What you should do :: Without altering a word, return the records below, but exclude the pictures.

** Opening Records to process block **

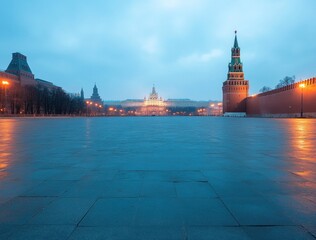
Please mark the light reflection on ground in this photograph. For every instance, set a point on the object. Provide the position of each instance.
(148, 176)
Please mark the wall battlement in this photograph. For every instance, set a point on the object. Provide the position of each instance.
(288, 101)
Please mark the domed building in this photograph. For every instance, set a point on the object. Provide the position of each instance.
(154, 105)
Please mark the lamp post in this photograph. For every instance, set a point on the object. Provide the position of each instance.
(5, 84)
(302, 86)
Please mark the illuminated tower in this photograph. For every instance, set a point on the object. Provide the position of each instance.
(95, 95)
(235, 88)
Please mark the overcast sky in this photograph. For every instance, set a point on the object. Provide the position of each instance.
(181, 46)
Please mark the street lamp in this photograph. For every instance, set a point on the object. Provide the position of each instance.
(302, 86)
(5, 84)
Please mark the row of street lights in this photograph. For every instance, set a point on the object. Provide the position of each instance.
(302, 86)
(5, 84)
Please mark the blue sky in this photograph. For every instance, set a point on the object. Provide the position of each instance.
(181, 46)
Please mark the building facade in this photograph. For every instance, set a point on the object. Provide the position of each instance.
(235, 88)
(294, 100)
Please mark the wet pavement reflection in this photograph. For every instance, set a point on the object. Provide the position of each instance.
(157, 178)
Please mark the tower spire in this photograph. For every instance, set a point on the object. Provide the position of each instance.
(236, 41)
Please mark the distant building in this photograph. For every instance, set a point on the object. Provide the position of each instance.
(155, 105)
(19, 72)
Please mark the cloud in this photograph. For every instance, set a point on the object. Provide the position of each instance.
(201, 57)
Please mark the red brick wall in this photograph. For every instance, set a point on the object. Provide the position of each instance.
(285, 102)
(234, 96)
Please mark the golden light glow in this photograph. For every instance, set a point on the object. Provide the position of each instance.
(7, 144)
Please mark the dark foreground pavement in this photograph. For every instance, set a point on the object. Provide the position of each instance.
(157, 178)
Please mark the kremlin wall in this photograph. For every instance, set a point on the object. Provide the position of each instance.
(295, 100)
(288, 101)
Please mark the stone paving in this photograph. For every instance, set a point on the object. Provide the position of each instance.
(157, 178)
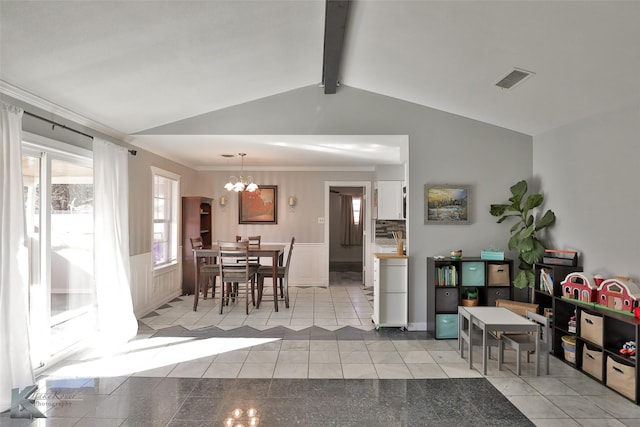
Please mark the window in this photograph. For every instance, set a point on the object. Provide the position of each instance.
(58, 202)
(166, 197)
(356, 202)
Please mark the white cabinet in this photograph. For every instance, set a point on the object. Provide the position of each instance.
(390, 295)
(389, 200)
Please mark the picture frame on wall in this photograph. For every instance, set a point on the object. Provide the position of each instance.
(447, 204)
(258, 207)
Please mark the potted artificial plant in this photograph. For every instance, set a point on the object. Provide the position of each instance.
(524, 233)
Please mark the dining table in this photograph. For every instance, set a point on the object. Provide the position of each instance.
(491, 320)
(264, 250)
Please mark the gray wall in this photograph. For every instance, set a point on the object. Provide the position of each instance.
(589, 171)
(300, 221)
(443, 148)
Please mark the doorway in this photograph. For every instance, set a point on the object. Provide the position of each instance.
(347, 230)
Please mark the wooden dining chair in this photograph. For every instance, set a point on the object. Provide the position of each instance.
(282, 273)
(207, 271)
(254, 242)
(236, 273)
(527, 342)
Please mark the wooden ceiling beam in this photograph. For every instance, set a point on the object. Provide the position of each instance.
(335, 26)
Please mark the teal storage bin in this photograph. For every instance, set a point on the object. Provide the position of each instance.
(446, 326)
(473, 274)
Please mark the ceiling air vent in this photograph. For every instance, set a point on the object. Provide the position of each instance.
(514, 78)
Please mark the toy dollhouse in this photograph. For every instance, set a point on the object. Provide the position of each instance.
(619, 294)
(580, 286)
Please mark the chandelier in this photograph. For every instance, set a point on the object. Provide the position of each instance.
(241, 183)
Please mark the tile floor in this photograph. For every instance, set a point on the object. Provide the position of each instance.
(320, 362)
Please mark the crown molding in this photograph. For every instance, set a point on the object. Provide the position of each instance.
(285, 168)
(60, 111)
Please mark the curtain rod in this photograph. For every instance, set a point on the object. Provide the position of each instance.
(132, 152)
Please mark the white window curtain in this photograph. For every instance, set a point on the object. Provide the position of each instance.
(350, 232)
(116, 321)
(15, 361)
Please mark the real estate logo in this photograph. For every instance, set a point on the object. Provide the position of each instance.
(21, 404)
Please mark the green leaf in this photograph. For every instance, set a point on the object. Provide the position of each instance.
(526, 244)
(516, 226)
(533, 201)
(546, 220)
(530, 220)
(524, 266)
(528, 232)
(514, 241)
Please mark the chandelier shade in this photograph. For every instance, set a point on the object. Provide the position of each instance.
(241, 183)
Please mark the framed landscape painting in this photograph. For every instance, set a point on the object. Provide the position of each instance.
(258, 207)
(446, 204)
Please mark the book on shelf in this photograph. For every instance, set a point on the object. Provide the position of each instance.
(546, 280)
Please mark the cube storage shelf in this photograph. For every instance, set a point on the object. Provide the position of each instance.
(449, 280)
(599, 335)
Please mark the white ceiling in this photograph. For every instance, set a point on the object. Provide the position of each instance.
(135, 65)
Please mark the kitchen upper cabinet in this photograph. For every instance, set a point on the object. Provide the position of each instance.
(390, 200)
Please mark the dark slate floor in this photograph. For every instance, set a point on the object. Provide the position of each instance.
(279, 402)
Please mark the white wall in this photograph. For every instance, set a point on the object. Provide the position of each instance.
(589, 171)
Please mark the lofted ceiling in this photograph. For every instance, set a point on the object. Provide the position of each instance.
(135, 65)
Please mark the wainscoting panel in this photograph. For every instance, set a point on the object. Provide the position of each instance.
(309, 265)
(151, 290)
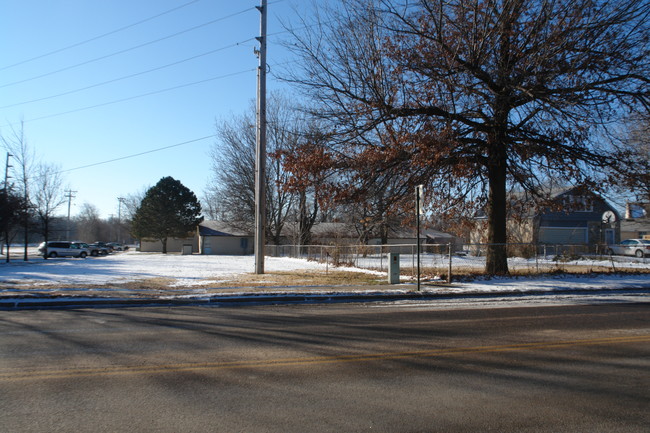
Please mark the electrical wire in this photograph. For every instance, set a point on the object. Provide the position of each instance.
(103, 35)
(159, 149)
(142, 95)
(103, 83)
(67, 68)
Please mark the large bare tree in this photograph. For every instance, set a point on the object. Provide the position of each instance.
(230, 195)
(48, 196)
(486, 94)
(23, 164)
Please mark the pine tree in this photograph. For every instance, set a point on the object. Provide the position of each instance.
(169, 209)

** Closing Records to process block **

Answer box ::
Please mark the light reflection on ground in this photograph. For every instance, set a point on the object. Provide the position of each instance.
(148, 176)
Please mark the wall battlement in this photograph. For every instance, set a point on the object. Provide the position of each instance.
(288, 101)
Please mark the domed building in this photograph. For every instance, set a point on the object. Provide the position of each instance.
(154, 105)
Please mark the lamp post in this photograph. For every instance, set a point on the object. Provide the position of each instance.
(5, 84)
(302, 86)
Please mark the illuminated tower in this photograph. For every instance, set a point on the object. Provide the position of each instance.
(95, 95)
(235, 88)
Please mark the overcast sky in this photograph. For every instance, set a point on the object. Provide the position of each instance.
(181, 46)
Please mark the street lamp in this photograph. For every instance, set a point on the object. Provide the position of each instance.
(302, 86)
(5, 84)
Please mark the row of street lights in this photograph. For every instance, set a point on the object. Provide the position of each instance.
(302, 86)
(5, 84)
Please mark the blue sky in this photograph. For every instance, set a point on the object. Provide the position of each instance.
(181, 46)
Please mark the building facade in this photograph. For every instance, set a point on the object. Provide the position of each instance.
(235, 88)
(294, 100)
Please mark the wet pavement reflection in this photograph. For every instance, set a point on the object. Provide the position of each instance.
(157, 178)
Please mark the tower spire in this photograph. For every instance, set a point on the object. Provide the position of each instance.
(236, 41)
Please mark the distant building in this photograph. For every instance, set a point on the object. Provide the position of each instance.
(155, 105)
(19, 72)
Please mark the cloud in this photograph. For every instance, set a point on the object. Provide the position of each instance.
(201, 57)
Please mark the red brick wall in this photograph. For every instance, set a point on the object. Provide the position of each instance.
(285, 102)
(234, 96)
Please mark the golden light glow in this photograph. For every instance, set a point on the object. Provide the position of each instance.
(7, 144)
Please mark the dark foreground pavement in this photograph. For every instance, set a point on the object. Provide the position of each instance.
(157, 178)
Please mark the kremlin wall in this photograph. For every instance, set a point on the object. Provide the position of each instance.
(295, 100)
(288, 101)
Please mark the stone paving in this photograph. For every instance, set a point on the object. Provide the position of each instance.
(157, 178)
Please mark the window in this photograph. For every instance, set a point on the object. Provide the position of each instance.
(58, 202)
(166, 197)
(356, 202)
Please mark the white cabinet in this photograph. For every instance, set a point on the object. Provide the position of each instance.
(390, 295)
(389, 200)
Please mark the picture frame on wall in this photograph. For every instance, set a point on the object. Provide the position of each instance.
(447, 204)
(258, 207)
Please mark the potted artificial plant in this photograph. For every instance, set a point on the object. Provide the position of each instance.
(524, 233)
Please mark the dining table in this photograph. For every instance, set a point on the object. Provide the position of each instance.
(491, 320)
(264, 250)
Please mark the gray wall in this photograph. For every instance, set a point on the object. Provide the position of each instance.
(589, 171)
(300, 221)
(443, 148)
Please mark the doorway in this photograph. For every instance, set a point on the object. Provide the position of each instance.
(347, 230)
Please mark the wooden dining chair in this photograph. For every instance, set a point on the object. Provide the position of each instance.
(282, 273)
(207, 271)
(254, 242)
(236, 273)
(527, 342)
Please mark the wooden ceiling beam in this photograph. For every instance, set a point on the object. Provide the position of each instance.
(335, 26)
Please mark the teal storage bin in this photograph. For every instance, set a point on the object. Provide the position of each instance.
(446, 326)
(473, 274)
Please mark the ceiling air vent in this photograph. For every instance, set a point on the object. Provide the position of each instance.
(514, 78)
Please mark the toy dollhouse in this photograph. For every instance, set a point on the object. Provide the position of each instance.
(619, 294)
(580, 286)
Please mark the chandelier in this photograph. For every instance, set a point on the object. Provide the position of each instance.
(241, 183)
Please mark the tile floor in this photograph. For every instance, set a point on the object. Provide the position of each instance.
(320, 362)
Please mark the crown molding in this photograph. For every instance, set a point on the object. Provide the position of each instance.
(285, 168)
(60, 111)
Please mark the curtain rod in this photograph. For every instance, set a point on the object. Provide the position of each instance.
(132, 152)
Please mark the white window curtain in this photograph. For every instance, set a point on the object. Provide the position of each instance.
(350, 232)
(116, 321)
(15, 361)
Please mark the real estate logo in this photograph. For every instance, set a point on the object. Provide the position of each instance.
(21, 404)
Please mark the green leaf in this photograph. For every instance, set a point on the object. Provide the position of each instance.
(526, 244)
(516, 226)
(533, 201)
(546, 220)
(530, 220)
(524, 266)
(528, 232)
(514, 241)
Please mark the chandelier shade in this photograph. For every instance, set a point on the object. Provide the position of each instance.
(241, 183)
Please mark the framed landscape painting in this photograph. For every instance, set a point on the object. Provide the position of each instance.
(258, 207)
(446, 204)
Please mark the book on shelf in this photograph. For every instance, set a point on the object. Provide the position of each instance.
(546, 280)
Please mark the cube storage shelf in this photograph. For every instance, set a point on the object. Provide the position of each instance.
(449, 280)
(599, 335)
Please mark the white ceiling in this photograph. For every instance, set a point on the object. Provide the position of each instance.
(135, 65)
Please mark the kitchen upper cabinet in this photograph. For every instance, set a point on the object. Provide the position of each instance.
(390, 200)
Please mark the dark slate floor in this photograph. For every instance, set a point on the object. Provide the position of each instance.
(279, 402)
Please mark the white wall in this photograph. For every instance, set a point on the object. Provide the position of each instance.
(589, 171)
Please mark the lofted ceiling in this photograph. For every instance, set a point on the object. Provide the position of each instance.
(135, 65)
Please mark the wainscoting panel in this photograph. For every instance, set a point on the object. Provide the position of each instance.
(309, 265)
(151, 290)
Please mark the electrical wire in this photograph. For every instance, set a point on the object. Provide the position of each instance.
(103, 35)
(159, 149)
(142, 95)
(103, 83)
(67, 68)
Please mark the large bare tree in this photograph. For every instance, set a point on the object. Provide the position of each instance.
(230, 195)
(48, 196)
(486, 94)
(23, 164)
Please mark the pine tree in this photograph. For every instance, set a point on the object. Provide the position of each instance.
(169, 209)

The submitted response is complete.